#### Stated goal
Repeat the listing in full. Nothing may be added or left out.

#### Data
+---+

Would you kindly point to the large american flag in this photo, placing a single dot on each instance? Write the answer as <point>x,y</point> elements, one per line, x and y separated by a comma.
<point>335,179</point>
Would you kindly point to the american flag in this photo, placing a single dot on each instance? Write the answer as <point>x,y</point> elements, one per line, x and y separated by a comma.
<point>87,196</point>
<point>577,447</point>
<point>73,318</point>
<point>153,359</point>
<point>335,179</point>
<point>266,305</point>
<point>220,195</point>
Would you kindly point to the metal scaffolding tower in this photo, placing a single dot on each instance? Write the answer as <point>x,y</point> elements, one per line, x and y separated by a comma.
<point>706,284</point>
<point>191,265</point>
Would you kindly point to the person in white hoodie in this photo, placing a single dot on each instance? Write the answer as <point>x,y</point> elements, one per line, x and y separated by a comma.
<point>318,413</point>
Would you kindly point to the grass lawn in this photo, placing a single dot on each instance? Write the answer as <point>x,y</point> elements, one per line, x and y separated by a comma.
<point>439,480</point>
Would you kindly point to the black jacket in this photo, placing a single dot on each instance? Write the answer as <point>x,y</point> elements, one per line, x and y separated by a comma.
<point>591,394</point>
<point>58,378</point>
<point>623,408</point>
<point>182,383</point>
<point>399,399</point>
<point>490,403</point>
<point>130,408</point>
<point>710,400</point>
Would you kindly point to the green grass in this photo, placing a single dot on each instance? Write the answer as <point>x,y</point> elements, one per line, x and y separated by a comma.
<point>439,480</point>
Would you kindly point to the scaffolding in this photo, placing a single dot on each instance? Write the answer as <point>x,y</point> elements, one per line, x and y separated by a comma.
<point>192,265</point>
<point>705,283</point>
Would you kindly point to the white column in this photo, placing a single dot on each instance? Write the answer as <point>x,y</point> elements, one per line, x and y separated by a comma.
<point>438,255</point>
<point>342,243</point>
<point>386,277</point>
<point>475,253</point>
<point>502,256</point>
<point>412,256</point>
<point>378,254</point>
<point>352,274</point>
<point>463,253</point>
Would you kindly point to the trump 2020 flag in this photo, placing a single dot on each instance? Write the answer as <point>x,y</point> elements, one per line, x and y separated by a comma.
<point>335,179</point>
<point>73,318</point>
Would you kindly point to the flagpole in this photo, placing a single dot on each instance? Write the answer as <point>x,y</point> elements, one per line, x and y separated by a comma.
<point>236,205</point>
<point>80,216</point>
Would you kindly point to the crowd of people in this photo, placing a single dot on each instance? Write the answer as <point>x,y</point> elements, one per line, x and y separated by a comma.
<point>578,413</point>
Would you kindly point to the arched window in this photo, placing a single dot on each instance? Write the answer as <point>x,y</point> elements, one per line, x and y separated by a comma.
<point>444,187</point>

+---+

#### Written reply
Would you kindly point to the large american flag in this photo, placing a single dot on each instance? Write the answer as <point>x,y</point> elements, one per line, x and y separated by a comma.
<point>335,179</point>
Would you kindly point to the american flag in this photo, placing a single dot on each instance? Write the answer as <point>x,y</point> elements, one per line, x and y separated by a comma.
<point>87,196</point>
<point>577,447</point>
<point>73,318</point>
<point>153,359</point>
<point>335,179</point>
<point>266,305</point>
<point>220,195</point>
Would you kindly point to the metal scaffolding tower in this photo, placing a single dot on each instance? Write the answer as <point>x,y</point> elements, one per line, x and y separated by a comma.
<point>706,284</point>
<point>191,265</point>
Would you kindly point to the person in white hoodie in this photo, placing a single dot on each instance? Write the answer as <point>x,y</point> elements, one per line, x and y separated by a comma.
<point>318,413</point>
Would you kindly point to the grass lawn in this photo, placing a single dot on each instance? Write the answer as <point>x,y</point> elements, one per line, x and y separated by a comma.
<point>439,480</point>
Would you kindly point to the black jacket in this photo, placing a single dot on each instance? Write the answer as <point>x,y</point> elements, one per line, x and y separated by a comma.
<point>591,394</point>
<point>58,378</point>
<point>623,408</point>
<point>182,383</point>
<point>399,399</point>
<point>490,403</point>
<point>130,408</point>
<point>710,400</point>
Would you kindly point to the green grass in this photo, placing a single dot on each instance? Write the answer as <point>x,y</point> elements, one per line, x and y separated by a comma.
<point>439,480</point>
Would you kindly point to the scaffolding in this photo, placing a single dot on each instance? Write the answer as <point>x,y</point> elements, one per line, x and y separated by a comma.
<point>192,265</point>
<point>705,283</point>
Would you kindly point to the white column in this photo, placing a single dot on each instance? Write the answer as <point>x,y</point> elements, one per line, x and y separated by a comma.
<point>438,255</point>
<point>342,243</point>
<point>386,277</point>
<point>475,253</point>
<point>502,256</point>
<point>412,256</point>
<point>378,254</point>
<point>352,274</point>
<point>463,253</point>
Would you kindly point to the trump 2020 flag in this photo, placing a single dot on each instance? Write the answer as <point>x,y</point> elements, one per line, x and y separated by a comma.
<point>335,179</point>
<point>73,318</point>
Would you kindly point to the flagpole in this photo, placing a single dot on each instance? Write the answer as <point>x,y</point> elements, one per line, x and y separated by a comma.
<point>236,205</point>
<point>80,216</point>
Would you kindly point to the crowd of people in this photo, placing a single dot on each instance? Write the answer as <point>x,y</point> elements, one per line, x and y separated by a comma.
<point>578,413</point>
Would you kindly point to the arched window in this photo, placing a single dot on each instance? Write the answer as <point>x,y</point> elements, one per line, x and y separated by a comma.
<point>444,187</point>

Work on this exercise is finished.